***** DOCUMENT EXTRACT *****

Page history last edited by 25oliviag@students.harker.org 2 years, 2 months ago Saved with comment

Uniform Motion Practice Problems

 

In both physics and everyday life, "uniform" means "the same." For uniform motion, the velocity is uniform or constant. This means the object must travel in a straight line at a constant speed to be traveling uniformly. An animation for a box moving uniformly can be found here. The purpose of our Uniform Motion model is describe what happens when an object moves uniformly. We use graphs, diagrams (i.e. motion maps), words, and algebra (i.e. uniform motion math model) to describe Uniform Motion. 

 

Example of Uniform Motion

 

Scalars vs. Vectors

Knowing when direction is included is one of the most important components of physics. If you don't include direction in values that are vectors you will get points off!

  • Scalars are quantities that only have magnitude (or size). 
  • Vectors are quantities that have magnitude and direction. A direction should always be written in words in a final answer, but it's ok to use "+" and "-" in an equation. 

 

Example:

 

Write five variables which are scalars:

Answer: time, mass, distance, volume, & temperature

 

Write five variables which are vectors:

Answer: force, velocity, acceleration, position, & displacement. 

 

 

Position & Displacement

 

Terms to know:

  • d = position (NOT distance!!!!!)
  • ∆ (delta) = change in __ (for example change in time = Δt = tf - ti
  • ∆d = displacement (the change in position: final position - initial position)
  • t = time
  • Speed = total distance/total time (does not have direction) 
  • v = velocity [NOTE: not speed, for it has direction (Speed vs. Velocity Song - YouTube)]

 

 

Position vs. Time Graphs

 

 

Position vs. time graphs tell us the position of the object at each location. Based on the positions, we can infer the motion of the object. For example, the position vs. time graph to the left shows an object which starts to the left of the origin and moves to the right at a constant velocity for some time. It then stops for a short amount of time and finally continues to move to the right at the same constant velocity for a longer amount of time. 

 

 

Velocity vs. Time Graphs

 

 

A velocity vs. time graph tells us the velocity of the object at each instant. Since velocity is a vector we can tell which way the object is moving from the velocity vs. time graph. Additionally the graph shows how fast the object is moving at each instant in time. You can use the slope of a position vs. time graph to create a corresponding velocity vs. time graph. 

 

For the velocity vs. time graph to the left, the object starts at an unknown position. Then the object moves to the right at a constant speed for a period of time, stops for a period of time, and continues to move to the right at the same constant speed. 

 

In velocity vs. time graphs, where the object starts does not matter (keep in mind there is no way to determine the position of an object by looking at a velocity vs. time graph for it only shows the direction it is going along with the acceleration). When drawing a velocity vs. time graph, it is not necessary to connect separate horizontal lines. If the velocity was negative, then you would draw the velocity on the bottom half of the y-axis and underneath the x-axis. If the velocity is 0 m/s the entire time, make sure to draw it on the t-axis, so it shows that there is no velocity. If you are not given exact numbers for velocity, use common sense and your intellect to the base where the lines should be (Basically it is ok to approximate as long as comparisons are correct). If you are given numerical values, be sure to label both the axes, and include units. This computer model shows an animation of a moving object and then creates the position vs. time and velocity vs. time graphs for the motion.

*****

WORK TO DO =
#1 Answer these from the uniform motion page:
(a) What does "uniform" mean in both physics and everyday life?
(b) What does the variable d stand for in the list of terms to know?
(c) Where should a velocity of 0 m/s for the entire time be drawn on a velocity vs. time graph?
#2 Proceed with the uniform motion page, picking up after its last sentence.
The material that comes next is from a different source than the uniform motion page above.

***** MATERIAL PROVIDED *****

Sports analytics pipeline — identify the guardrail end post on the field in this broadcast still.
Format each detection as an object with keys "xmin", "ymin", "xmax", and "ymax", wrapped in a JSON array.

*****

RESULTS BY TASK =
#1
(a) "The same."
(b) Position, not distance.
(c) On the t-axis.

#2
 

 

Written Descriptions of Uniform Motion

 

Written descriptions describe the motion of the object in words. When writing this, make sure to always include what side of the origin the object starts at and the direction it travels. If the object has a negative velocity, it is moving to the left (or down), and if it has a positive velocity, it is going to the right (or up). Also, always specify if the object is moving at a constant speed or speeding up. Finally if there are two or more motions you must compare them (i.e. which one is faster?). 

 

 

Motion Maps

Motion maps are diagrams which represent the motion of the object using dots and arrows.

 

Example

 

 

When drawing a motion map, the dots represent the position of the object at each instant in time. Dots always represent a constant increase in time, so the second dot might be t=1 s.  Remember to label the first dot as t=0 s. Additionally remember that if the object is moving at a constant velocity you need to has the velocity vectors. Finally, remember to label at least one velocity vector with a "v." 

 

Verbal description of the motion map:

The object starts to the right of the origin and moves right at a constant speed. It suddenly starts moving at a faster constant speed, while continuing to the right. 

 

This website will create motion maps from position and time data! 

 

Algebraic Descriptions of Uniform Motion

 

Algebra is useful to describe uniform motion when there are messy numbers or multiple objects. 

 

General Math Model for Uniform Motion:

 

Δd=v*Δt      or           df = vΔt + di

 

Example 1

Two bikes start 12 meters apart and move towards each other at the speeds shown below. First, write algebraic equations to describe the motion of each bike. Then use your equations to determine where the bikes collide.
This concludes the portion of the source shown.